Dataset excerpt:

[start]

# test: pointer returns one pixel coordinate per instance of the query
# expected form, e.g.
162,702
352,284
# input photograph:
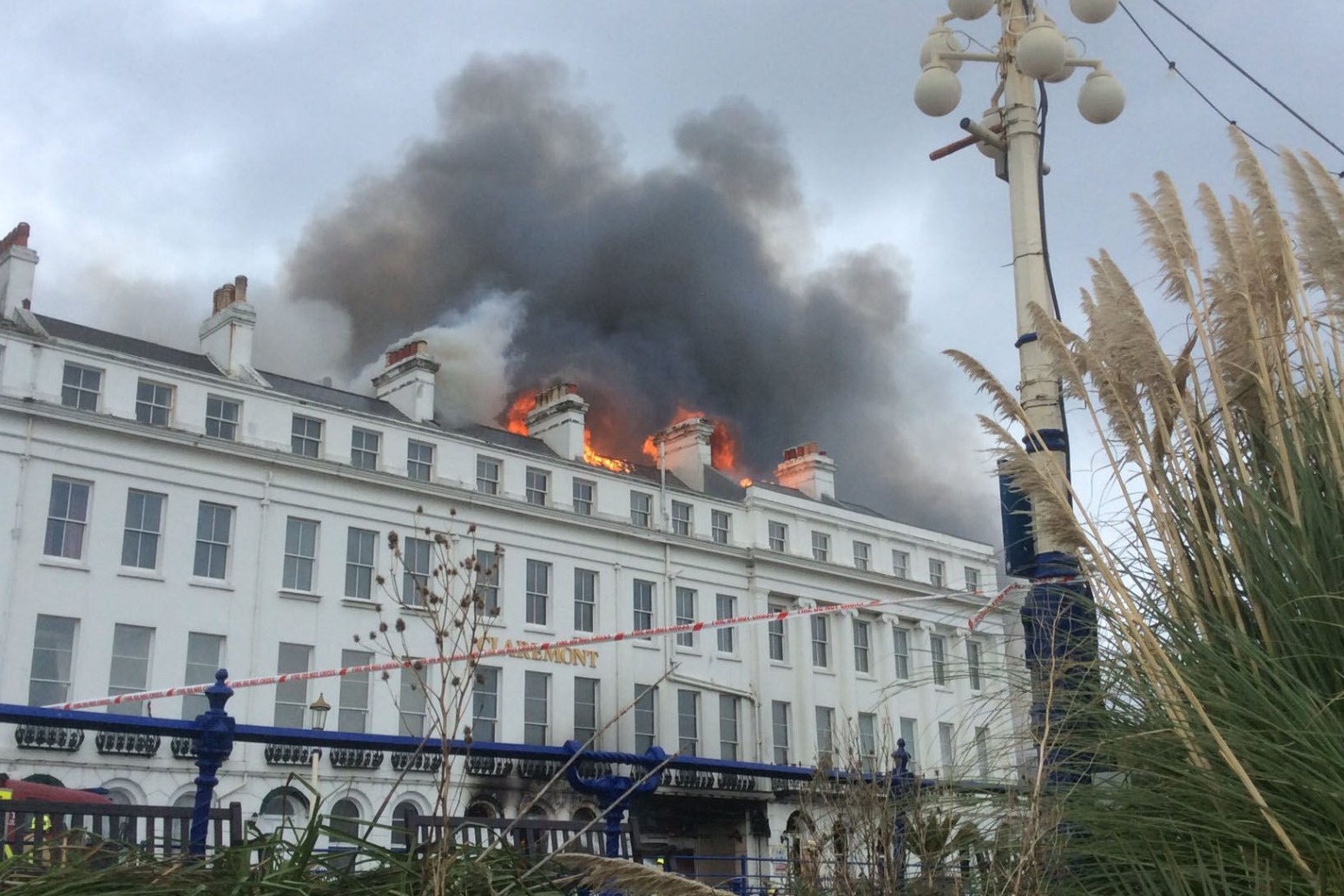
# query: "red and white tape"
510,649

[end]

Return the material above line for line with no changes, omitting any pictures.

» **Answer to this task**:
# test: pointer returns one pixel coordinate per instance of the query
# expected form, e.g.
162,702
352,284
# input photograph:
# query: "red and white tape"
510,649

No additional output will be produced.